## Challenge
Copy out each of the lines below word for word, with no changes.

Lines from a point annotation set

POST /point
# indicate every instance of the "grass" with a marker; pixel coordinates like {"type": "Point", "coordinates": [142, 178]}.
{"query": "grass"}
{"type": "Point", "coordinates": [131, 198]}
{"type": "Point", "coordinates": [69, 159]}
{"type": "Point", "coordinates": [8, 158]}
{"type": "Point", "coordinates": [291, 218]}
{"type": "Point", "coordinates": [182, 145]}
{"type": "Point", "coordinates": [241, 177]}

## Solution to this exercise
POST /point
# indicate every instance of the "grass" with a marker; pixel coordinates like {"type": "Point", "coordinates": [142, 178]}.
{"query": "grass"}
{"type": "Point", "coordinates": [131, 198]}
{"type": "Point", "coordinates": [69, 159]}
{"type": "Point", "coordinates": [8, 158]}
{"type": "Point", "coordinates": [291, 218]}
{"type": "Point", "coordinates": [182, 145]}
{"type": "Point", "coordinates": [241, 177]}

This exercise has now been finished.